■ **WHAT YOU SHOULD DO**:
In the forum thread below about upgrade errors, what does dannil say to use for upgrading until a fix arrives?

■ **EXTRACT PROVIDED**:
Ok, just tried again with the old 'add "#" to uci-defaults' trick for force a new hash, and it worked (i.e., got a valid image and installed it), so the pull is working as expected.

If I leave off the uci-defaults, I get the same 'incorrect version' as before, from the cached build that failed... Still seems like that remove might alleviate these "in-between" errors somewhat, at least for that specific error. (This is assuming pm_image.remove works like I'm assuming, which is completely untested.)

efahl avatar Jun 17 '24 20:06 efahl

Explain this: Error: Received incorrect version r26674-29b98a0192 (requested r26620-6b03050192) I actually requested 26674, not 26620 - that's the current version installed.

lorand-horvath avatar Jun 18 '24 05:06 lorand-horvath

requested 26674, not 26620

What upgrade client did you use that gave this?

This typically happens when the sysupgrade metadata lags behind the build, which is the issue that Paul's webhook implementation addressed.

efahl avatar Jun 18 '24 15:06 efahl

requested 26674, not 26620

What upgrade client did you use that gave this?

Latest luci-app-attendedsysupgrade 24.168.60561~8860ca0

lorand-horvath avatar Jun 18 '24 18:06 lorand-horvath

requested 26674, not 26620

What upgrade client did you use that gave this?

Latest luci-app-attendedsysupgrade 24.168.60561~8860ca0

We may have borked the check in LuCI ASU with my change in https://github.com/openwrt/luci/pull/7163, see https://github.com/openwrt/luci/pull/7163#issuecomment-2176678529. For now use auc or the firmware selector to upgrade, I have a fix coming as long as I get confirmation of my suspicions.

dannil avatar Jun 18 '24 18:06 dannil

Just for your info. I have just upgraded from 23.05-SNAPSHOT r23901 to 23.05-SNAPSHOT r23902-50148a40d2 using luci-i18n-attendedsysupgrade-pl (git-24.167.26541-c74a06c) or according luci-app-attendedsysupgrade (git-23.339.51123-138595a), and to my surprise, it worked fine. The detected "current" and "new offered" version were correct.

■ **DATASET EXTRACT**:

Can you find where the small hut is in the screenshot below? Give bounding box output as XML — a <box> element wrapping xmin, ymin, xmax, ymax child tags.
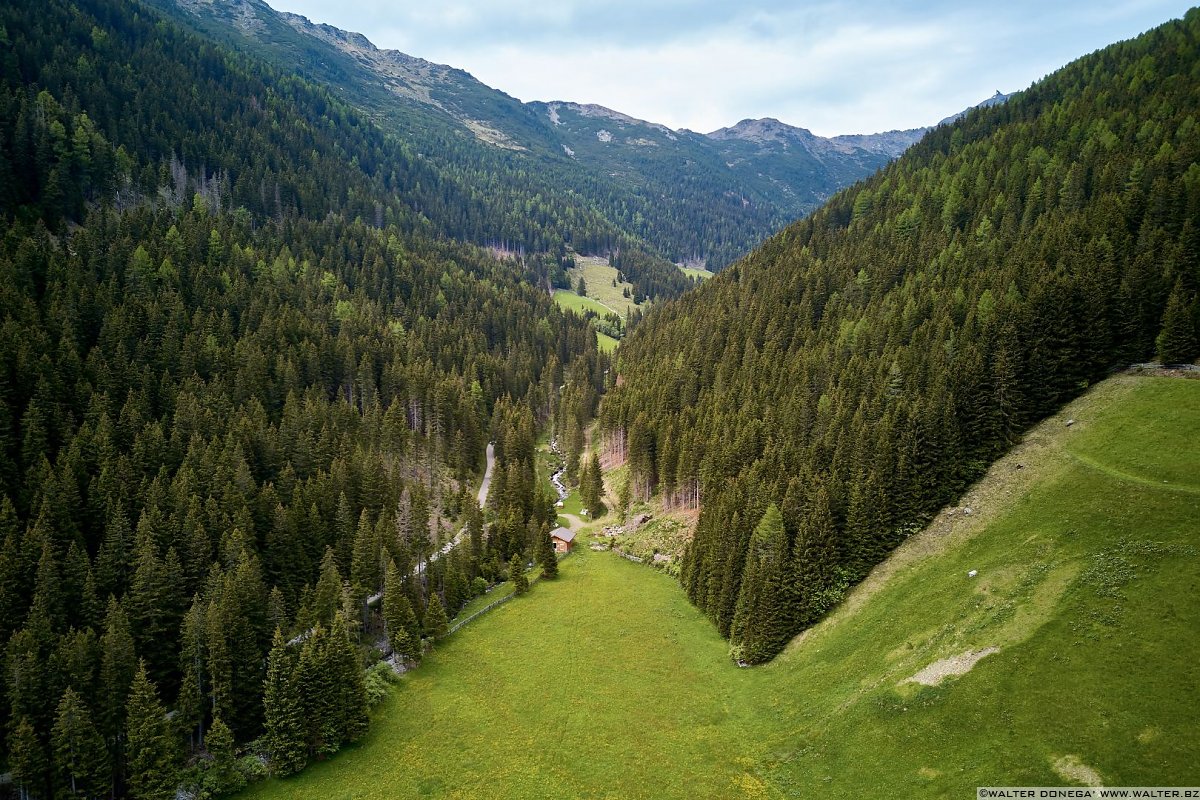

■ **CORRECT RESPONSE**:
Use auc or the firmware selector.